Хорошая, в общем, идея – в традиции советского школьного литературоведения, которое любило выделять у авторов тему “поэта и поэзии”. Стивен Кинг тоже такое любит. Метафора автора, горящего на костре из собственных сочинений тоже очень ок, автор, превратившийся в своего же персонажа, автор, уничтожающий тексты.

Но все вместе такая ерунда получается. Я закончила книжку только потому что слушала ее в аудиоверсии, мне было то некогда забросить в телефон что-нибудь другое, то казалось, что история не безнадежная – и понравился чтец, прекрасный голос, который очень приятно слушать. Когда едешь по темным улицам, что-то такое есть от Серой Барселоны вокруг.

“Щегол” на русском

Если вам нужно почитать что-нибудь очень длинное и красивое (в литературном смысле), Corpus специально для вас выпускает русский перевод “Щегла” Донны Тартт. Это идеальное чтение для зимних каникул. Здесь опубликован мой недлинный отзыв на роман, а здесь хороший материал “Афиши” о том, как “Щегла” переводили и готовили к выпуску.

Правда, хорошая книжка. Такая, знаете ли, нелинейная, без фан-сервиса. И русский парень в конце всех спасает. В некотором роде.

Дьявол продает Сэлинджера

MySalingerYear

My Salinger Year by Joanna Rakoff

Девушка с литературными амбициями поступает на работу в литагентство ассистентом ледяной начальницы, которая едва замечает ее. Через год достигает явных успехов, но увольняется, чтобы начать писать серьезные вещи.

Третьестепенная книжка, одновременно эксплуатирующая кратковременную причастность автора к жизни загадочного идола американской литературы и структуру известного чик-лита, автор которого тоже выехала на своей не менее кратковременной причастности к жизни загадочного идола американского глянца.

Я даже не знала, что Сэлинджер был настолько культовой фигурой в США. Автор, конечно, могла преувеличивать, но эпизод, когда она говорит своим разбитным приятелем, что работает на агентство Сэлинджера, и они потрясенно замолкают, выглядит достаточно правдоподобно. Не знаю, кто из наших писателей мог бы так впечатлить и кому приходят мешки фан-почты. “Я работаю помощником литературного агента Пелевина” – ну, ок.

Бывает такое, что книжка или фильм, в общем, средние, но отдельные моменты в них звенят настоящей правдой. Как тот эпизод в очень проходной комедии, когда благополучный американский папа развлекает на пляже двух своих малышей и дочку мексиканской домработницы: “Дети! Я хочу смастерить одну красивую штуку и для этого мне нужны обкатанные морем стеклышки. Найдите мне их – за каждое маленькое стеклышко я вам дам по пятьдесят центов, за каждое большое – целый доллар!”. Его собственные дети нашли по стеклышку и забыли (как и ожидалось), а мексиканская девочка вернулась уже в темноте с двумя ведрами. Папа не знал, что восьмилетние дети бывают такими: “Эээээ, мнээээ, я должен посчитать, сколько это получится…”. Трудолюбивая мексиканская девочка, доброжелательно: “Мистер Н, не надо, я уже посчитала. Здесь на 628 долларов, 50 центов. Если этого вам мало, я еще соберу!”.

* * * * * * * * *

Задания:
[a] Ответьте на вопросы по отзывам о книгах:
(i) Какое издательство выпускает русский перевод «Щегла»?
(ii) Куда и на какую должность поступает героиня книги «My Salinger Year»?
(iii) На какую сумму, по словам мексиканской девочки, она собрала стеклышек?
[b] Представьте записи от их начала до строки с «[721,168,800,534]» включительно в виде CSV из двух столбцов, «запрос» и «ответ»: по одной строке на каждый запрос, текст и ответ идут каждый в своем поле в кавычках, а переносы строк в них заменены пробелами. Изображения в ответ не включайте.

Фрагмент набора данных
* * * * * * * * *

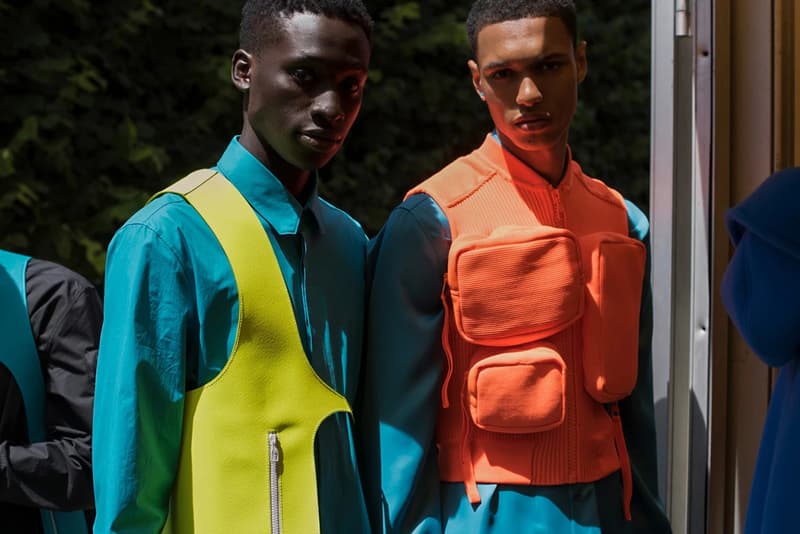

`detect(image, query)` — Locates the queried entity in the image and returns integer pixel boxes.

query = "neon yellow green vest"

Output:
[159,170,350,534]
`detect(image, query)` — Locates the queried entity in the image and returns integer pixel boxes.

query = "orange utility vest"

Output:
[406,135,646,518]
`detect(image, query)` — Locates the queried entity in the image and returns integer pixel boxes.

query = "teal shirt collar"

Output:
[216,136,324,235]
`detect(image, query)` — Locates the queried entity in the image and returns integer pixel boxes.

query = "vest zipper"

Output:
[47,512,58,534]
[268,432,281,534]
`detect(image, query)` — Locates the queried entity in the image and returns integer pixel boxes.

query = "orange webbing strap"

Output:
[611,402,633,521]
[442,273,481,504]
[441,273,455,408]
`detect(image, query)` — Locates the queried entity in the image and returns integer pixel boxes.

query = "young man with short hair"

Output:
[94,0,372,534]
[362,0,669,534]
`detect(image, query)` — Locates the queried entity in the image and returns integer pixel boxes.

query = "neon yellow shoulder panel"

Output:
[160,170,350,534]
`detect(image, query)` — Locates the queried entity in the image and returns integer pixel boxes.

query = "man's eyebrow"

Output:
[286,53,369,72]
[483,52,569,70]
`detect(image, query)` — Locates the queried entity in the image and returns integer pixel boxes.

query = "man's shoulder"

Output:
[25,258,94,291]
[317,197,367,242]
[406,150,497,209]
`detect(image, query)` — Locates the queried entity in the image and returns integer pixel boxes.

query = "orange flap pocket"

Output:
[447,226,584,347]
[467,343,566,434]
[580,232,647,403]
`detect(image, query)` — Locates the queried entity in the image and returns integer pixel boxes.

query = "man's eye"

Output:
[342,78,361,95]
[539,61,563,71]
[289,69,314,85]
[489,69,511,80]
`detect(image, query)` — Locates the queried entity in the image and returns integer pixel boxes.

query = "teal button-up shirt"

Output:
[93,139,369,533]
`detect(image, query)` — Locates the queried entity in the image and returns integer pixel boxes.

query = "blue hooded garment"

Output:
[721,168,800,534]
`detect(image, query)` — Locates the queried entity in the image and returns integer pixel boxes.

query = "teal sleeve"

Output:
[619,200,671,534]
[360,195,450,534]
[92,223,193,534]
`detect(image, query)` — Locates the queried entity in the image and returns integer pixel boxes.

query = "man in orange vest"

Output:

* * * * * * * * *

Ответы к заданиям:
[a]
(i) Corpus.
(ii) В литагентство, ассистентом начальницы.
(iii) На 628 долларов 50 центов.

[b]
запрос,ответ
"`detect(image, query)` — Locates the queried entity in the image and returns integer pixel boxes. query = ""neon yellow green vest"" Output:","[159,170,350,534]"
"`detect(image, query)` — Locates the queried entity in the image and returns integer pixel boxes. query = ""orange utility vest"" Output:","[406,135,646,518]"
"`detect(image, query)` — Locates the queried entity in the image and returns integer pixel boxes. query = ""teal shirt collar"" Output:","[216,136,324,235]"
"`detect(image, query)` — Locates the queried entity in the image and returns integer pixel boxes. query = ""vest zipper"" Output:","[47,512,58,534] [268,432,281,534]"
"`detect(image, query)` — Locates the queried entity in the image and returns integer pixel boxes. query = ""orange webbing strap"" Output:","[611,402,633,521] [442,273,481,504] [441,273,455,408]"
"`detect(image, query)` — Locates the queried entity in the image and returns integer pixel boxes. query = ""young man with short hair"" Output:","[94,0,372,534] [362,0,669,534]"
"`detect(image, query)` — Locates the queried entity in the image and returns integer pixel boxes. query = ""neon yellow shoulder panel"" Output:","[160,170,350,534]"
"`detect(image, query)` — Locates the queried entity in the image and returns integer pixel boxes. query = ""man's eyebrow"" Output:","[286,53,369,72] [483,52,569,70]"
"`detect(image, query)` — Locates the queried entity in the image and returns integer pixel boxes. query = ""man's shoulder"" Output:","[25,258,94,291] [317,197,367,242] [406,150,497,209]"
"`detect(image, query)` — Locates the queried entity in the image and returns integer pixel boxes. query = ""orange flap pocket"" Output:","[447,226,584,347] [467,343,566,434] [580,232,647,403]"
"`detect(image, query)` — Locates the queried entity in the image and returns integer pixel boxes. query = ""man's eye"" Output:","[342,78,361,95] [539,61,563,71] [289,69,314,85] [489,69,511,80]"
"`detect(image, query)` — Locates the queried entity in the image and returns integer pixel boxes. query = ""teal button-up shirt"" Output:","[93,139,369,533]"
"`detect(image, query)` — Locates the queried entity in the image and returns integer pixel boxes. query = ""blue hooded garment"" Output:","[721,168,800,534]"